:: Records for the task ::
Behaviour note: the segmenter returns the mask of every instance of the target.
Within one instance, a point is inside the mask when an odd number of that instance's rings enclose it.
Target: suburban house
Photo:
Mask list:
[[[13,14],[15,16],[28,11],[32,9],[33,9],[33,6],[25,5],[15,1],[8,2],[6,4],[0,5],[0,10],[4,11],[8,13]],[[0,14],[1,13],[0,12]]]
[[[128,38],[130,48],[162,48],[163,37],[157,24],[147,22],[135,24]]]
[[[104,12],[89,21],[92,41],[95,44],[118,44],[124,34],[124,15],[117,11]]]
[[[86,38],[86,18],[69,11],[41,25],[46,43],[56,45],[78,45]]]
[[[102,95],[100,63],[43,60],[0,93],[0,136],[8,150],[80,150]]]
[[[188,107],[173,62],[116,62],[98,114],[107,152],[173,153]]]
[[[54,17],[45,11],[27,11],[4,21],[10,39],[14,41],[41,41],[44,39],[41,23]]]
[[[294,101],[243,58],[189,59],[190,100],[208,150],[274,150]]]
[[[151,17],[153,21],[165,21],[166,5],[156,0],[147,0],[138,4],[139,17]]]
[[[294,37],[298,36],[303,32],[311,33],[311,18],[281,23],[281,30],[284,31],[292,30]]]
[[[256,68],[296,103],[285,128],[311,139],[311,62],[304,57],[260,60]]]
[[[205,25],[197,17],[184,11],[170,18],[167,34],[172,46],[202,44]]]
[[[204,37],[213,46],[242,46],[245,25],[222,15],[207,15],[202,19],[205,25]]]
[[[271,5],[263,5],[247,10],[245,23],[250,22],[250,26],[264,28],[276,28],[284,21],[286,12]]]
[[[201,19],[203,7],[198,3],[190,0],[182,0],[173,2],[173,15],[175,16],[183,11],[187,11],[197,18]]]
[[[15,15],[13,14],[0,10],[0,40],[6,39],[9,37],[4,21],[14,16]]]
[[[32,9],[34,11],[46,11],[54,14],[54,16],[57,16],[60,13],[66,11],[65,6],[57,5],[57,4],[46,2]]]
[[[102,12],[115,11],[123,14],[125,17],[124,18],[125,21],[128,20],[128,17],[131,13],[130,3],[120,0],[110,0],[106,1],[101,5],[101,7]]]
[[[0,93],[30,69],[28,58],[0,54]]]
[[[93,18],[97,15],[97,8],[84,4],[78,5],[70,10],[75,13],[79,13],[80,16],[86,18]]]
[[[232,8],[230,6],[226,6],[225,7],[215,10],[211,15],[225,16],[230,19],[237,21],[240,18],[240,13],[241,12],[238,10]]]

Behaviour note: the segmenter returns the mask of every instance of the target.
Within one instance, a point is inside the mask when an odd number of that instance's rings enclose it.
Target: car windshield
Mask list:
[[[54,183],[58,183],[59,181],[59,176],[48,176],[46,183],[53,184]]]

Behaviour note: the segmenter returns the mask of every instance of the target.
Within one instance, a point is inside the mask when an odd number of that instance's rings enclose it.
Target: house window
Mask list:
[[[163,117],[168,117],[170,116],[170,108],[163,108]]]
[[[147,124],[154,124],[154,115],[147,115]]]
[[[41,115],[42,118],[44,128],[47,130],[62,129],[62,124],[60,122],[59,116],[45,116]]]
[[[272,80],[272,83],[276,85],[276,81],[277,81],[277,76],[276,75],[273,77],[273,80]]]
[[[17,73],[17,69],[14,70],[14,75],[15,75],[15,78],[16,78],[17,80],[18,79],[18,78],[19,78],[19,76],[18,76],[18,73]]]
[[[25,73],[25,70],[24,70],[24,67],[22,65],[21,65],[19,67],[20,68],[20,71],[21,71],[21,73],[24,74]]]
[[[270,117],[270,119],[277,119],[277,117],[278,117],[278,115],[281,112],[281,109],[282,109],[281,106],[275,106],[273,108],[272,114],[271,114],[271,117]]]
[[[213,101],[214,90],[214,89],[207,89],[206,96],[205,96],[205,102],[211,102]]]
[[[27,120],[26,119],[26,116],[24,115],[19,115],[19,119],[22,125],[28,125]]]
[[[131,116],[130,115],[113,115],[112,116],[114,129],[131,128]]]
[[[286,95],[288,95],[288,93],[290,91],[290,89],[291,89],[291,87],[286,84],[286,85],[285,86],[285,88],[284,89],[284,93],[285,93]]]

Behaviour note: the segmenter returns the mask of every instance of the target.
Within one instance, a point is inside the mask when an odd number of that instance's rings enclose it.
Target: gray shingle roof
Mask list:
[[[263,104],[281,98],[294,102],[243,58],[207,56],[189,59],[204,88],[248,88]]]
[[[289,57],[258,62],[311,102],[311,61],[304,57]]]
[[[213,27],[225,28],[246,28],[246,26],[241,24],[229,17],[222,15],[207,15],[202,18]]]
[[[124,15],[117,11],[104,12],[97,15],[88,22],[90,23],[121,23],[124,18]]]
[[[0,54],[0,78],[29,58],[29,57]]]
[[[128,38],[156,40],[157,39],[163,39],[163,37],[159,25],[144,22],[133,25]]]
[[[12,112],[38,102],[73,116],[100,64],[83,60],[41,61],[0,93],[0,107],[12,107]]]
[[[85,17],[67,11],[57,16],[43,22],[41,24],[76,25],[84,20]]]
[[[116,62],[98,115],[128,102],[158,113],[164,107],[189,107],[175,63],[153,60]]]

:: To be done ::
Reproduce the lines from the first one through the line containing "[[[0,93],[30,69],[28,58],[0,54]]]", inclusive, renaming "segmenter" to "mask predictor" and leaving everything else unchanged.

:: Reply ::
Behaviour note: the mask predictor returns the mask of every instance of the target.
Within one instance, a point is inside the mask when an odd number of that instance's rings enclose it.
Target: suburban house
Photo:
Mask list:
[[[13,14],[15,16],[28,11],[32,9],[33,9],[33,6],[25,5],[15,1],[8,2],[6,4],[0,5],[0,10],[4,11],[8,13]],[[0,14],[1,13],[0,12]]]
[[[128,38],[130,48],[162,48],[163,37],[157,24],[147,22],[135,24]]]
[[[104,12],[89,21],[92,41],[95,44],[118,44],[124,34],[124,15],[117,11]]]
[[[86,38],[86,18],[69,11],[41,25],[46,43],[56,45],[78,45]]]
[[[102,95],[100,63],[43,60],[0,93],[0,136],[8,150],[80,150]]]
[[[188,107],[173,62],[116,62],[98,114],[107,152],[173,153]]]
[[[54,17],[45,11],[27,11],[4,21],[10,39],[14,41],[41,41],[44,39],[41,23]]]
[[[294,101],[243,58],[189,59],[190,100],[208,150],[274,150]]]
[[[151,17],[153,21],[165,21],[166,5],[156,0],[147,0],[138,4],[139,17]]]
[[[294,37],[298,36],[303,32],[311,33],[311,18],[281,23],[281,30],[284,31],[292,30]]]
[[[256,68],[296,103],[285,128],[311,139],[311,62],[304,57],[260,60]]]
[[[205,25],[197,17],[184,11],[170,18],[167,34],[172,46],[202,44]]]
[[[204,37],[213,46],[242,46],[245,25],[222,15],[207,15],[202,19],[205,25]]]
[[[271,5],[263,5],[247,10],[245,23],[250,22],[250,26],[264,28],[276,28],[284,21],[286,12]]]
[[[201,19],[203,7],[198,3],[190,0],[182,0],[173,2],[173,15],[175,16],[183,11],[187,11],[197,18]]]
[[[15,15],[13,14],[0,10],[0,40],[6,39],[9,37],[4,21],[14,16]]]
[[[32,9],[34,11],[46,11],[54,14],[54,16],[57,16],[60,13],[66,11],[65,6],[57,5],[57,4],[46,2]]]
[[[102,12],[115,11],[123,14],[125,17],[124,18],[125,21],[128,20],[128,17],[131,13],[130,3],[120,0],[110,0],[106,1],[101,5],[101,7]]]
[[[0,93],[30,69],[28,58],[0,54]]]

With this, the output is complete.